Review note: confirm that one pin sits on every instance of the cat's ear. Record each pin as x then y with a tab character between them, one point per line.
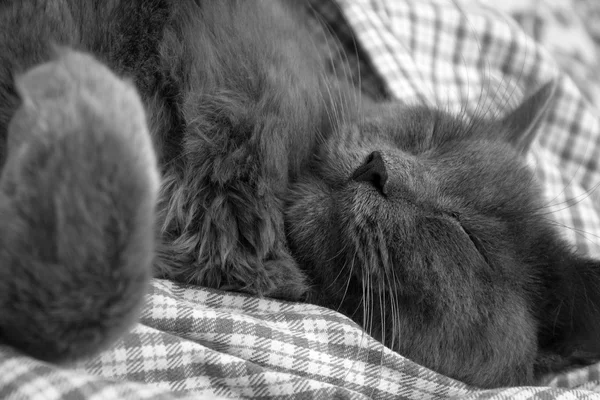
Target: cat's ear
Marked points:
521	124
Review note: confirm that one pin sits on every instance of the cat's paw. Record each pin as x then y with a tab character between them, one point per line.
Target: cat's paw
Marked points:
77	198
278	277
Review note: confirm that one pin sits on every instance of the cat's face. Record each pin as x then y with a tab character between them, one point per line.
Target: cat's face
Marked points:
425	228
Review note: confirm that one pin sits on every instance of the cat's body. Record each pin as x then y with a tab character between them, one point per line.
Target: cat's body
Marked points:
436	217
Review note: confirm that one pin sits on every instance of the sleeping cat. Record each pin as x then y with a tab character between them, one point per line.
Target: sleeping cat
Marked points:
278	179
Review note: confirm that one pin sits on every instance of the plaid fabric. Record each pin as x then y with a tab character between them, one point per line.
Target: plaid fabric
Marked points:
196	342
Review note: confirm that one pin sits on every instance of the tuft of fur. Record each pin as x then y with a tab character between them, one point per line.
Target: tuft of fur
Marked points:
278	180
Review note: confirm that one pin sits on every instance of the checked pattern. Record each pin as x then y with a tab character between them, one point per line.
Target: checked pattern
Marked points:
193	342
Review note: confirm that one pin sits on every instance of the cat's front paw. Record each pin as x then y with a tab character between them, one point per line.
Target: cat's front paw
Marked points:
278	277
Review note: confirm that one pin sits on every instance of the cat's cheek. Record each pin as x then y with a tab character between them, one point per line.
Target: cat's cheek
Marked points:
309	220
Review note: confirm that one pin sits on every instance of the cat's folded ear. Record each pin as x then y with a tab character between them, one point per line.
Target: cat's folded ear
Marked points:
521	124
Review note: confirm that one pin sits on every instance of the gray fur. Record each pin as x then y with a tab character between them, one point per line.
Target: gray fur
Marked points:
277	180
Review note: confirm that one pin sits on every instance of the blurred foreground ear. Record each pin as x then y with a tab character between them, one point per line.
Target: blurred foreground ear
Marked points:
521	123
571	325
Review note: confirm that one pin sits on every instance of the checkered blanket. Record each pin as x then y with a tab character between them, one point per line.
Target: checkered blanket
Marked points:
198	343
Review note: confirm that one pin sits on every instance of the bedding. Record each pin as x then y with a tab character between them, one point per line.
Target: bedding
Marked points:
468	55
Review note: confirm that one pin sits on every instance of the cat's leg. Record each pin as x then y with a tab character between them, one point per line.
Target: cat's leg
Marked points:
77	201
226	236
221	210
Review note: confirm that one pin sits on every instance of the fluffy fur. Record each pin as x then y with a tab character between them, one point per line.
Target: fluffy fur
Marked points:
278	180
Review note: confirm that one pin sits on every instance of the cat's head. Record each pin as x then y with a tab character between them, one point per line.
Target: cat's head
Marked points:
428	230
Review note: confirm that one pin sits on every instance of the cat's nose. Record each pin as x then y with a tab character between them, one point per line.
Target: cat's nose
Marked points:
372	171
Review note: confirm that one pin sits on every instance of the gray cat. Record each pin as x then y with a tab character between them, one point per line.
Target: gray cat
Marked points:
277	180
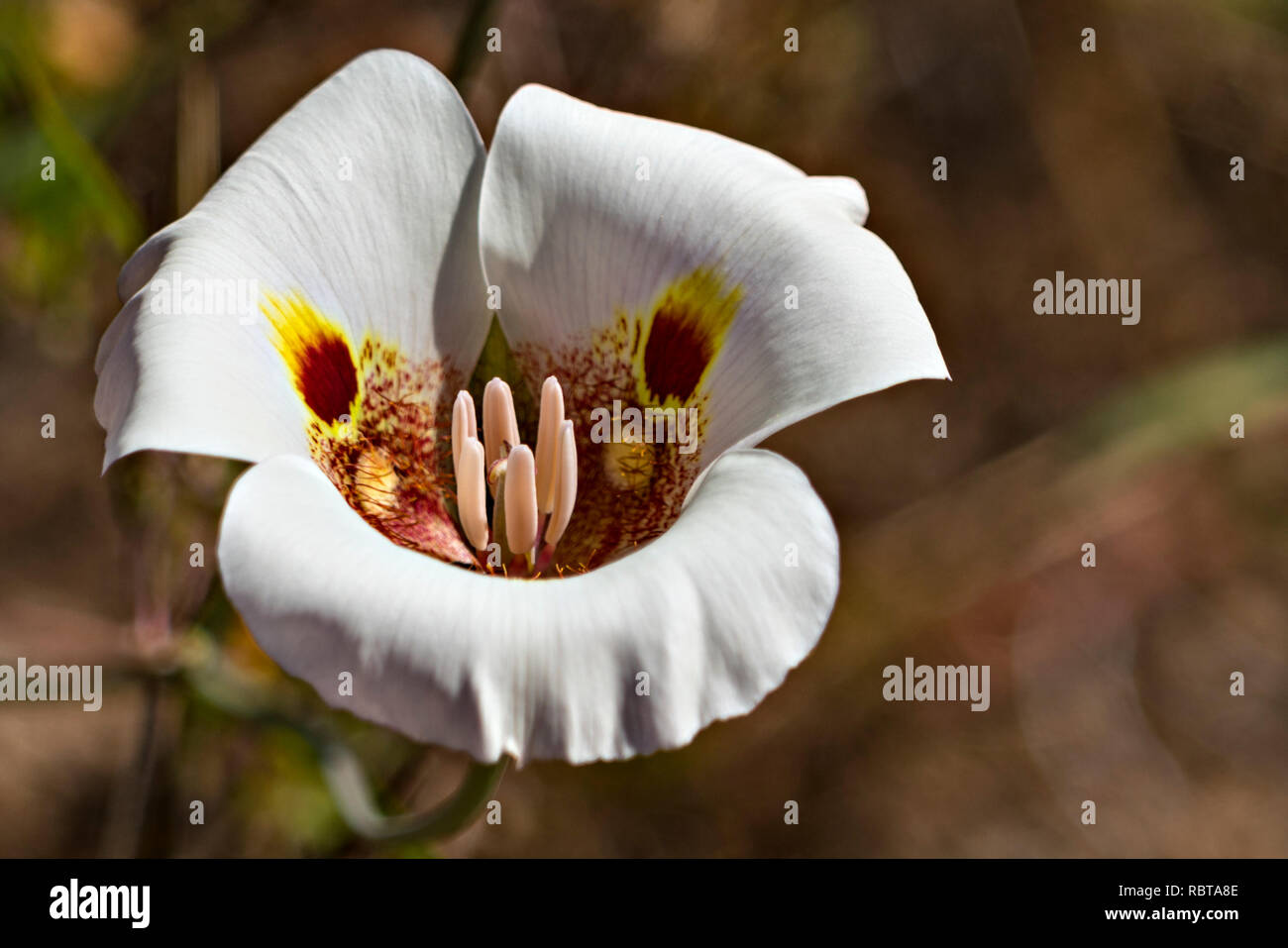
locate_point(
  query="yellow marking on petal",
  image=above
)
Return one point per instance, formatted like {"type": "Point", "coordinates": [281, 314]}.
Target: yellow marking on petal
{"type": "Point", "coordinates": [318, 356]}
{"type": "Point", "coordinates": [678, 342]}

* [Brief] Could you format every line of the entries above as a JSON list of strings, one string per line, with blank lines dropped and the pictures left out?

* [Exercise result]
[
  "Review note: confirm that one pin sits on every instance of the cat's ear. Record each pin as x then y with a tab character between them, one point per line.",
  "Target: cat's ear",
  "Marked points:",
  "521\t124",
  "Review note: confirm that one pin sits on every instance of the cat's paw. Record each pin as x then y with a tab character between them, one point per line.",
  "Target: cat's paw",
  "Marked points:",
  "77\t198",
  "278\t277",
  "Review note: confirm that one pin sits on every instance of the cat's face. Record each pin as x then y with a tab character between them, one point per line.",
  "Target: cat's face",
  "Marked points:",
  "425\t228",
  "Review note: confirm that one pin sits on every instance of the cat's body. Record each pin as x then y with a tab character between them, one point per line.",
  "Target: cat's body",
  "Marked points:",
  "436\t217",
  "Review note: confirm that one pin sits on every instance of the sleeping cat. Record each pin as x then y with a tab character between them, one point per line.",
  "Target: sleeping cat",
  "Marked points:",
  "278\t179",
  "Review note: confirm that one pin sits on every instance of the plaid fabric. Record each pin as x then y with a tab character between them, one point per line.",
  "Target: plaid fabric",
  "Marked points:",
  "196\t342",
  "Review note: confirm that one pin sits on every instance of the tuft of fur. Record each pin as x then y with a tab character between them, one point per line.",
  "Target: tuft of fur",
  "Marked points:",
  "278\t180",
  "Review note: confirm that one pin sits on every instance of the checked pattern. Record each pin as x then y with a tab character between them, one point per line.",
  "Target: checked pattern",
  "Marked points:",
  "193\t342",
  "Review note: confirm that one pin sits on every instance of the cat's front paw. Record each pin as x then y with a tab character between them, one point per line.",
  "Target: cat's front paw",
  "Marked points:",
  "278\t277",
  "Review note: confirm that one pin sits on every instance of the cat's cheek. Record each pin as x then y with a tab character between them, one point per line.",
  "Target: cat's cheek",
  "Marked points:",
  "309\t220",
  "Review note: confirm that one pin sits on every instance of the cat's folded ear. Record each pin as x then y with a tab character between them, one point per line.",
  "Target: cat's folded ear",
  "Marked points:",
  "521\t124",
  "Review note: confirm that one pin sits on every instance of the gray fur. Record each pin as x then y with a tab character between them, one point per line.",
  "Target: gray fur",
  "Marked points:",
  "277\t180",
  "Review note: confirm that one pin sits on every instance of the blurred foreground ear. Record each pin as x then y with a tab character between them, one point per line.",
  "Target: blurred foreground ear",
  "Marked points:",
  "521\t123",
  "571\t325",
  "Review note: confirm that one pin sits on every instance of the checkered blanket. Record each pin as x then y with a tab character between them, one point per line.",
  "Target: checkered blanket",
  "Marked points:",
  "198\t343",
  "Review note: confirm that one pin sits on every instance of the bedding. Record each pin as x then y with a tab character between them, one point per line.",
  "Target: bedding",
  "Marked points:",
  "468\t55",
  "Review note: confirm that one pin sits on every instance of the cat's leg. Record each pin as x then y with a tab character between them, one point per line.",
  "Target: cat's leg",
  "Marked points:",
  "77\t201",
  "226\t236",
  "221\t210",
  "Review note: confirm that one pin sits on every instance of the fluffy fur. Record each pin as x then y with a tab character between them, one point per line.",
  "Target: fluffy fur",
  "Marked points:",
  "278\t180",
  "Review note: confirm that one pin sits on every instance of the cat's head. Record each pin as x then y with a tab character between them, one point per line.",
  "Target: cat's head",
  "Marked points:",
  "428\t230",
  "Review note: confirm that one pin sits on every instance of the cat's nose. Record each pin as x then y with a tab character between them, one point per line.",
  "Target: cat's nose",
  "Marked points:",
  "372\t171",
  "Review note: confirm that one pin sits on every instance of the gray cat. Record each pin as x then y with a tab character between them, one point per line.",
  "Target: gray cat",
  "Marked points:",
  "277\t180",
  "locate_point(",
  "  query=\"yellow marking on petal\",",
  "  image=above",
  ")",
  "Return one point per instance, formatted like {\"type\": \"Point\", \"coordinates\": [281, 314]}.",
  "Target: yellow marking on petal",
  "{\"type\": \"Point\", \"coordinates\": [318, 356]}",
  "{\"type\": \"Point\", \"coordinates\": [678, 342]}"
]